** Opening Extract to read block **
He continues, “I think engineering makes you a good problem solver. It doesn’t necessarily give you the business acumen to do strategy and things, but it gets you to analyze problems well. Good leaders have to be good strategists.” Etherington came up during the “golden days” when IBM was interviewing aggressively on campus. At the end of his third year, again at the end of his fourth, he interviewed with IBM. Both years, he was accepted for a summer job, but by the time they got back he had taken a summer job at Atomic Energy Canada where he worked both years. But he kept his eye on Big Blue.

“I knew IBM from the interview,” he says. “I knew IBM from the course we were taking.” Etherington sees his engineering background as an advantage of the time. “I think in those days the sale of technology, of computing was more of a technical sale,” he says. “So IBM tended to hire about half engineers. Because they felt when you first called on a client you had to explain was ‘How does this thing work?’ ‘How does a punch card work?’ ‘How do computers work?’ So they tended to bias their hiring to people with technical background.”

Both Etherington and Thompson marvel at the corporation’s staying power. “IBM is pretty unique in the fact that it has survived and survived in an industry that has changed so much,” Etherington says. “Going from selling meat slicers to selling the Jeopardy’s Watson Supercomputer or building big and operating big networks for companies is a huge difference.”

Thompson agrees. “I can’t tell specifically (where we’re going), all I know is if you have all the right people and keep your mind open …. and by the way you focus on customers big time. You’ve got to have strong customer focus. That and strong research and great talent,” he says. “And if you do that and if you have good leaders, you will prevail. You can’t always tell exactly what it is, you can’t predict it all. “But you have the right DNA to be able to survive through all those shifts.”
** Closing Extract to read block **
• [Task directions]
In the text about IBM, where did Etherington take his summer jobs after his third and fourth years? The entries come from a separate source.
** Opening Extracted entries block **
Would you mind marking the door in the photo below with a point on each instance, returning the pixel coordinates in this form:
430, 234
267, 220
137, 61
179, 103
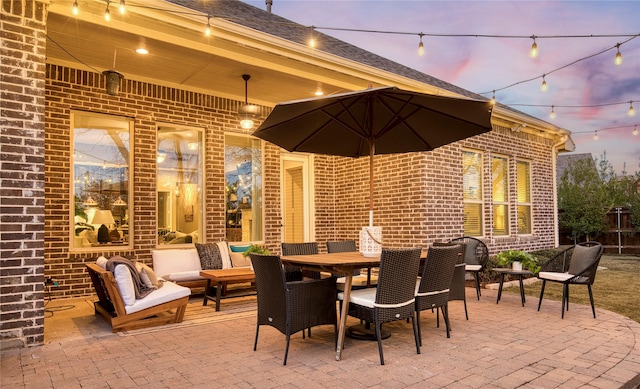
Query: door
** Closing Extracted entries block **
** Opening Extracted entries block **
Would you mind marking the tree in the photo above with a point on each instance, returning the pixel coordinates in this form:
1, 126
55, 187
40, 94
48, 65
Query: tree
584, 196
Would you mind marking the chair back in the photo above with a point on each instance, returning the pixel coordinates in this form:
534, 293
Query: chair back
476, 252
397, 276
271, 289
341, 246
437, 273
** Closing Extracted entries block **
** Opening Extracted entries block **
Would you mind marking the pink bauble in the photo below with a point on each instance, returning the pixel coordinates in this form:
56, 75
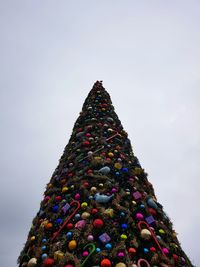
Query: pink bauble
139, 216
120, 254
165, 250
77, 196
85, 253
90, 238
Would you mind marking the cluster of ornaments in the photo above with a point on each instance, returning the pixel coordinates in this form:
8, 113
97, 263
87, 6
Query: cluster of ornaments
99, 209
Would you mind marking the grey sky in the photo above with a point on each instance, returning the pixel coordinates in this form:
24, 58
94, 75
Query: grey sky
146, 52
** Closing Extracted entries block **
• [Result of the task]
At Atomic Energy Canada.